◆ Problem to solve
Lines before the one containing "Agricultural drone survey: scan the aerial photo for sunset" in the records below are to be left out; that line and all after it, through the end, are to be retyped exactly.

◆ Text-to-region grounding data
•••

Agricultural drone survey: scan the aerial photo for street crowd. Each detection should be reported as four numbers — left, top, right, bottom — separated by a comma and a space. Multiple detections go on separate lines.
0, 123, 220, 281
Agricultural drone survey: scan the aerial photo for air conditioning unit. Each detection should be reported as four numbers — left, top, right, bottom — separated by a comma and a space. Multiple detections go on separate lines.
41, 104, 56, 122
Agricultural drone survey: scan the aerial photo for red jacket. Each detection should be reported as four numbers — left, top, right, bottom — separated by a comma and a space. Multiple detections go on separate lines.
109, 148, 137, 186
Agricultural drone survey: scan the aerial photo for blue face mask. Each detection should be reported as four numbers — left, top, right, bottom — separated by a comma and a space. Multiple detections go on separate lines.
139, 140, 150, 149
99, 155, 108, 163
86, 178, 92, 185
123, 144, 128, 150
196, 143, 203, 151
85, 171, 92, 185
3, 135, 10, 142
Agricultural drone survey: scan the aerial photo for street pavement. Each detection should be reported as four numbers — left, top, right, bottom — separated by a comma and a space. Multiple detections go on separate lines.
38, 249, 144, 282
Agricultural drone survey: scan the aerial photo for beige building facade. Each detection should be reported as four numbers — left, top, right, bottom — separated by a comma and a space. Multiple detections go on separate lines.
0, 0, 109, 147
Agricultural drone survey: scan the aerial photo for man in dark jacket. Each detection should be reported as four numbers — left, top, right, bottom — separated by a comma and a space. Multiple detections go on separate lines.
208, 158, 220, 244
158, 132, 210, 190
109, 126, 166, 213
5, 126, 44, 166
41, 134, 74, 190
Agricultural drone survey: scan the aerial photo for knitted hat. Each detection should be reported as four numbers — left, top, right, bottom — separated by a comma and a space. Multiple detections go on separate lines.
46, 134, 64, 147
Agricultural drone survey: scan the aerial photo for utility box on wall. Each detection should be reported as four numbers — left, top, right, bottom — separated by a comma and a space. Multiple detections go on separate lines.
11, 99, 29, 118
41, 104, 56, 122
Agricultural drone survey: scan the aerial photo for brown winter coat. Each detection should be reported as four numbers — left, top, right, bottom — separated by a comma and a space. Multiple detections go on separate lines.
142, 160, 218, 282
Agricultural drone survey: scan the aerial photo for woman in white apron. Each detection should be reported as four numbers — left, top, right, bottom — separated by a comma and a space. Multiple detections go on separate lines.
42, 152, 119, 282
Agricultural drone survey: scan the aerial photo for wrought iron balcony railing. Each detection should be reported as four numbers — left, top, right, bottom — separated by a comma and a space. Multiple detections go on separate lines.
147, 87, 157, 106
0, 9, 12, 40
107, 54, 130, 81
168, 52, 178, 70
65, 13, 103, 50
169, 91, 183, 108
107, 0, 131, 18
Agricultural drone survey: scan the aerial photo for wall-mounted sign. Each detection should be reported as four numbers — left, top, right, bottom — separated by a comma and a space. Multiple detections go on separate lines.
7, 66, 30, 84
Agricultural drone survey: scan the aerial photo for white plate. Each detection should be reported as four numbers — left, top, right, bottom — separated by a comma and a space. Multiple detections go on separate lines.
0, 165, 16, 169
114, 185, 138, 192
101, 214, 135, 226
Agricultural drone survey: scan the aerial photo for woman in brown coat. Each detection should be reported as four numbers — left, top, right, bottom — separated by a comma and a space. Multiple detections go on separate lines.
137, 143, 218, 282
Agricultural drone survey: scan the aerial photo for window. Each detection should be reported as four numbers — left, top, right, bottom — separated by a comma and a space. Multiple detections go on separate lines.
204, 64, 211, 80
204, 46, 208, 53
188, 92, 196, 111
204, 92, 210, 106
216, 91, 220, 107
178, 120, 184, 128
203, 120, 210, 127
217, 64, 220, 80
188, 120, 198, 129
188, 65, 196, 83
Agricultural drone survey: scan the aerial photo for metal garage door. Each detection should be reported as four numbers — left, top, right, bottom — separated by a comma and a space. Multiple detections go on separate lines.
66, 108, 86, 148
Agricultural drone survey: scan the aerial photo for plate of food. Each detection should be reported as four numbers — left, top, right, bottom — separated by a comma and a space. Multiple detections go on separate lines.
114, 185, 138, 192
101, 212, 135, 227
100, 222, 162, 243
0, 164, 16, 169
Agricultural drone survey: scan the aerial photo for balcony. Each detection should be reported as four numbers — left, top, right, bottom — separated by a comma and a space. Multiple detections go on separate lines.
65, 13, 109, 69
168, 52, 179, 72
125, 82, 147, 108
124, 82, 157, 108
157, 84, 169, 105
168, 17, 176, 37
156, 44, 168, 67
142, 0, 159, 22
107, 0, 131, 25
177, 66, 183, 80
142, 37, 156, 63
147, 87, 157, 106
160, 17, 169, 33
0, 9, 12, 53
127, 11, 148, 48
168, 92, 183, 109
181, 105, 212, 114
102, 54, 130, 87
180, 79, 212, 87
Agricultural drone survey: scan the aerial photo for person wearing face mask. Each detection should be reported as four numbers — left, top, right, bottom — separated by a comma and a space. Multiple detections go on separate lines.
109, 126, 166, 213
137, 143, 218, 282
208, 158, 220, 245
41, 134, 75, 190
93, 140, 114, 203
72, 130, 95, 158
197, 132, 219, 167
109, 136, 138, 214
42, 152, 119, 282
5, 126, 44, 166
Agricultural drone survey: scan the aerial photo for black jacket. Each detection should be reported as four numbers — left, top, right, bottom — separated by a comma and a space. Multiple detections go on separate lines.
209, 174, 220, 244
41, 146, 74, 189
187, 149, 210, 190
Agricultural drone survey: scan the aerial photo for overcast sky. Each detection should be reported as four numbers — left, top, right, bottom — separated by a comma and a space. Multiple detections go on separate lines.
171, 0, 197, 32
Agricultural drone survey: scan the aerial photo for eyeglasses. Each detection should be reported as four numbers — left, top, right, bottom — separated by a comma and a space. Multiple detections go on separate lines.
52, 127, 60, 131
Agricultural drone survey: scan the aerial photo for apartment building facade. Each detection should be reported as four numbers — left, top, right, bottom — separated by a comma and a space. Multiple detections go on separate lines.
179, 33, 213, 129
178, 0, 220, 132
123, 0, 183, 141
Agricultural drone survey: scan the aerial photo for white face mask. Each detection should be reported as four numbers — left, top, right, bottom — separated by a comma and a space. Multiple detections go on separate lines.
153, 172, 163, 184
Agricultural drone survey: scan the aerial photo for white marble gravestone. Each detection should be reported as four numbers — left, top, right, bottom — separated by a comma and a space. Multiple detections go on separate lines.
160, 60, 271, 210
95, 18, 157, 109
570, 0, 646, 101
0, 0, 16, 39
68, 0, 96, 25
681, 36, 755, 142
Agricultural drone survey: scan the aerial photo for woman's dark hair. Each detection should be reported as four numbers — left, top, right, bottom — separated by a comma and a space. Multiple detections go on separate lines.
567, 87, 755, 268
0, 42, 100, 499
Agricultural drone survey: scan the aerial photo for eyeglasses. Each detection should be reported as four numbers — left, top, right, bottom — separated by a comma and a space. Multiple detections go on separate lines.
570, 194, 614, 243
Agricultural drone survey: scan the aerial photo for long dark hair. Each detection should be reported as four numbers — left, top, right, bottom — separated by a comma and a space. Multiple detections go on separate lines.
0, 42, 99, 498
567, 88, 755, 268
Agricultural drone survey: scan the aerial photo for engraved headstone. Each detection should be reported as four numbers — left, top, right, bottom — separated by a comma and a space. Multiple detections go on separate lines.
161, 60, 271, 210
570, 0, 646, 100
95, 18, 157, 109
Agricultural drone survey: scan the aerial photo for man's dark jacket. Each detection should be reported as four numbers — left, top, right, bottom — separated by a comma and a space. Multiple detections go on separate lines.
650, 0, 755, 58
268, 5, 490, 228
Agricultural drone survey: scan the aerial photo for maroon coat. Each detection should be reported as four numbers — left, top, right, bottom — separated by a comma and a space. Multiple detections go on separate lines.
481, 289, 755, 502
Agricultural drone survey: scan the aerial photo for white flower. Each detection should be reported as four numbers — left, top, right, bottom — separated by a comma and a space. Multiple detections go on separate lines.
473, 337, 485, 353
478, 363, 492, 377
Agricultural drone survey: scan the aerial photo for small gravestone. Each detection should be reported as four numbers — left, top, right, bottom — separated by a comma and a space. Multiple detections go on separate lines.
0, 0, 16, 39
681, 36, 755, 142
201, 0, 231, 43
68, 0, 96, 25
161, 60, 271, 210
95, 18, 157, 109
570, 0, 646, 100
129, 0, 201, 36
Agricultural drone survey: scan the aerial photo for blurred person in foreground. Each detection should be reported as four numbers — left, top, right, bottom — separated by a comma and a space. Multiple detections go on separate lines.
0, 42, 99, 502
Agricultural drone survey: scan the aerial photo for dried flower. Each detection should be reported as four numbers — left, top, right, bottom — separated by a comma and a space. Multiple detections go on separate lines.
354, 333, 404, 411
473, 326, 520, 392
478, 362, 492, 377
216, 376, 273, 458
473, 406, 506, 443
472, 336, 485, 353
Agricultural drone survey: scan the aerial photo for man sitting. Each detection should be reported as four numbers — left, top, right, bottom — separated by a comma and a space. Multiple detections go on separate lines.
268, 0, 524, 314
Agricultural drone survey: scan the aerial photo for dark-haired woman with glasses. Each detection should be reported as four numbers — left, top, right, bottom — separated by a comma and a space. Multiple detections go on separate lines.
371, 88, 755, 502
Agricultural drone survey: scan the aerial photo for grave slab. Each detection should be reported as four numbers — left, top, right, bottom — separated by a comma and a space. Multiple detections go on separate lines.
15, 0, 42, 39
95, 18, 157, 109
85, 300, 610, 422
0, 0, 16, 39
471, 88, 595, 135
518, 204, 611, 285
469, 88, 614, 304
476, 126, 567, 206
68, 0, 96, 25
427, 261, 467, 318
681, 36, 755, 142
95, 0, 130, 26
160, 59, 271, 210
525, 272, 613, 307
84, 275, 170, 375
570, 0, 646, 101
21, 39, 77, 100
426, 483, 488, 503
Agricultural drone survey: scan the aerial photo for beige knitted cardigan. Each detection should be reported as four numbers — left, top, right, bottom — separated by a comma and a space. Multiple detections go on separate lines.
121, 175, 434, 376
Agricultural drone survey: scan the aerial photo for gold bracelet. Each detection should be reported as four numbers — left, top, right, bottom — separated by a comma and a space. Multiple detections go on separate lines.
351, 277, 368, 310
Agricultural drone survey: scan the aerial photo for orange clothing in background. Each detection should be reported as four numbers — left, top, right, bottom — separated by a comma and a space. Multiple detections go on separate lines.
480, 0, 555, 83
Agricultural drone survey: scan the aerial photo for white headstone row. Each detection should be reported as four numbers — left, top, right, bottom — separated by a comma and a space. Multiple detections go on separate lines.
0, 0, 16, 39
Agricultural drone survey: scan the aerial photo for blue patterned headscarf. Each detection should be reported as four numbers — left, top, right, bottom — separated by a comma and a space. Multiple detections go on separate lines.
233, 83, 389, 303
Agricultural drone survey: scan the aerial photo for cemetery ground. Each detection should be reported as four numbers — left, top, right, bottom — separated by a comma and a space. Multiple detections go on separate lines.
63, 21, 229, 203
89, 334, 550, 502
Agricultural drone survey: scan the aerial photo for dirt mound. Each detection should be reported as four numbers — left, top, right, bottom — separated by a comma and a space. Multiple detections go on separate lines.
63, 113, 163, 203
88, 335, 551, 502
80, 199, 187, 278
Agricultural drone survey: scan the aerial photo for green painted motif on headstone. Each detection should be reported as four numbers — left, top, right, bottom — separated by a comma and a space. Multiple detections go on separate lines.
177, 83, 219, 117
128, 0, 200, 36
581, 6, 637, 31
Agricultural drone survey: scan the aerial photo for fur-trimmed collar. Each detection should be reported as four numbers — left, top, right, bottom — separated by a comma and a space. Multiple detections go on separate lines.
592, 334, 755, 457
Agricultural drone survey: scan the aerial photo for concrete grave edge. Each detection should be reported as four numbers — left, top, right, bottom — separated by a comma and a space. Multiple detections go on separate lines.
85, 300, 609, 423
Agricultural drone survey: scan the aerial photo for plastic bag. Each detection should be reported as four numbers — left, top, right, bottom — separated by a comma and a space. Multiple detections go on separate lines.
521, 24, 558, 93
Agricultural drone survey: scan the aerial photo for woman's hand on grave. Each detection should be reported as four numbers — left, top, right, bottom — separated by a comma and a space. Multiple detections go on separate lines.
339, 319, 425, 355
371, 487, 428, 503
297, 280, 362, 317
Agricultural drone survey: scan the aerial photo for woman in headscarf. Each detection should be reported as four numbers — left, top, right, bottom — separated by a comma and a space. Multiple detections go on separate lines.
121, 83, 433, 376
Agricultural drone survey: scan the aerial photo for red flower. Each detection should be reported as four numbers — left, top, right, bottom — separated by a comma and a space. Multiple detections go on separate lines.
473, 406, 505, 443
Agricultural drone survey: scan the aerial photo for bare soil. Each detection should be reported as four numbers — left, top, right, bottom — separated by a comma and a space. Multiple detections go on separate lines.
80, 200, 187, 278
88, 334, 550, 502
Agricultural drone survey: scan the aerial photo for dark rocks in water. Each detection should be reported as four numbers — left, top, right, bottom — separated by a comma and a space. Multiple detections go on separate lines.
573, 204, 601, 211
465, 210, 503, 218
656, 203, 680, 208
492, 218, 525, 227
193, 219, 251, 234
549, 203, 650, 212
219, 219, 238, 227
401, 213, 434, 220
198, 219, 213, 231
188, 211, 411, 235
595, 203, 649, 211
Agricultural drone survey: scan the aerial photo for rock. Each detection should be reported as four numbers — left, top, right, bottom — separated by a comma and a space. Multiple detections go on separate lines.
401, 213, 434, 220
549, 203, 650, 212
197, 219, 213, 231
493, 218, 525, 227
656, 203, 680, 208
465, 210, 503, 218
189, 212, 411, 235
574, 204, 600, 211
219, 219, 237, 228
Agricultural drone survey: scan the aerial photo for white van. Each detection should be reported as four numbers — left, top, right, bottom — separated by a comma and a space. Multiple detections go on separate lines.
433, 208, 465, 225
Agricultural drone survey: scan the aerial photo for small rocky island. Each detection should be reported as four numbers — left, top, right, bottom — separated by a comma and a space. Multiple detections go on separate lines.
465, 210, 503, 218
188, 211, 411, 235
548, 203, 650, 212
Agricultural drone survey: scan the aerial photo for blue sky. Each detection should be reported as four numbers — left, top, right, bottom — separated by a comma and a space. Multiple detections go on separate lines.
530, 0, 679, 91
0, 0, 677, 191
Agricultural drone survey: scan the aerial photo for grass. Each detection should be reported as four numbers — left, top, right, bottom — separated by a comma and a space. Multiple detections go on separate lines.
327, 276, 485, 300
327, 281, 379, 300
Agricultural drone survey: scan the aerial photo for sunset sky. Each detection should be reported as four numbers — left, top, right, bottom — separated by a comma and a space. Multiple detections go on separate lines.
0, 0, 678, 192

•••

◆ Response box
Agricultural drone survey: scan the aerial photo for sunset sky. Each detection should be reported as four numbers — left, top, right, bottom — separated by a comma and a space. Multiple detections go on separate lines.
0, 0, 678, 192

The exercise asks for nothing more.